任务要求 | 数一数下面的材料里有多少行含有字符串“wooden”，大小写要区分，只写出行数。

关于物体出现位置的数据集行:
◇ ◇ ◇

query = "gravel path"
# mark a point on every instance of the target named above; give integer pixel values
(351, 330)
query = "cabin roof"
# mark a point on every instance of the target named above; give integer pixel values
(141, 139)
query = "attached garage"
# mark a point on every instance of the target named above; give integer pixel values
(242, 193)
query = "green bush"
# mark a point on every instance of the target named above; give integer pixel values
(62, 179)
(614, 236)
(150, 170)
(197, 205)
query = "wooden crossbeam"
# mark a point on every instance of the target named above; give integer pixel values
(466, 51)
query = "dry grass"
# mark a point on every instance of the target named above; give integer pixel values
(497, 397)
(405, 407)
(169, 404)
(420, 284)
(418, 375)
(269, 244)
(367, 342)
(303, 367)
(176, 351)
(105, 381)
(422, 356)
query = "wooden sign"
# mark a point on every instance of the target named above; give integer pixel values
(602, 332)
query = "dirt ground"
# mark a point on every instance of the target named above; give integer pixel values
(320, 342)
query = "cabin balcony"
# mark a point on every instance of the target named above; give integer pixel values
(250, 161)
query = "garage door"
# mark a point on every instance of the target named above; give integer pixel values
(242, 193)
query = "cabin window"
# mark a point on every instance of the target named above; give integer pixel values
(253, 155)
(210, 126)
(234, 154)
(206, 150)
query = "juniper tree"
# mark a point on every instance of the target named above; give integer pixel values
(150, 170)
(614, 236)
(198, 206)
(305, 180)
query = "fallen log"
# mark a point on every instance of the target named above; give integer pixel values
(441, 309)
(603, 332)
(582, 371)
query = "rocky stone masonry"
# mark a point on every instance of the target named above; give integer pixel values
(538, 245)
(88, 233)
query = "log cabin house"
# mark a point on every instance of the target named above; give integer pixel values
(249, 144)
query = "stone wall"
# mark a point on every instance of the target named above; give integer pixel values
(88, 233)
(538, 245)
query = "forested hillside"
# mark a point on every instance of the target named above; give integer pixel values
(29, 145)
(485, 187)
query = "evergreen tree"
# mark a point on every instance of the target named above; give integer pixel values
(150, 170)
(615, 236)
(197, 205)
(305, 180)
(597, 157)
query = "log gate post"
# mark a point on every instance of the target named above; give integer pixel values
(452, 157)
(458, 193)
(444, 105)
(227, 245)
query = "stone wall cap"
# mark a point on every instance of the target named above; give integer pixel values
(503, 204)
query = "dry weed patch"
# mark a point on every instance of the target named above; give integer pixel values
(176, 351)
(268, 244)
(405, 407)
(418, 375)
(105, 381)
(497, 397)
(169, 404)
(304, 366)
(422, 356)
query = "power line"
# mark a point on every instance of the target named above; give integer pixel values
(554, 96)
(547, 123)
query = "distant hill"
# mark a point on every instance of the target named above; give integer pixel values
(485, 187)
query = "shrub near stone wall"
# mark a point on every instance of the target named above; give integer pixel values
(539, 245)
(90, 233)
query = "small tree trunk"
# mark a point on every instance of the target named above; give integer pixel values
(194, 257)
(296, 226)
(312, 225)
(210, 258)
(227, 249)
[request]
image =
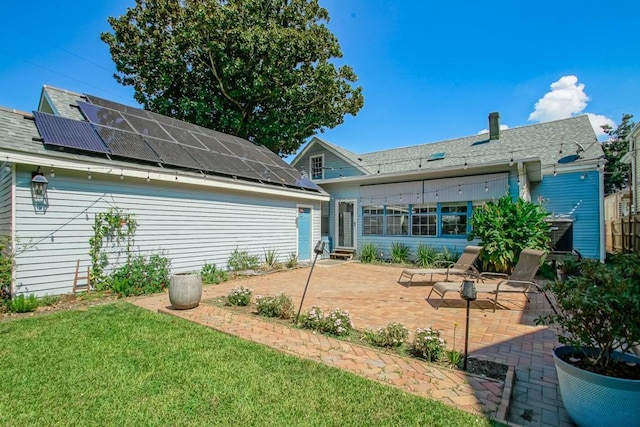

◇ ◇ ◇

本题解答 | 2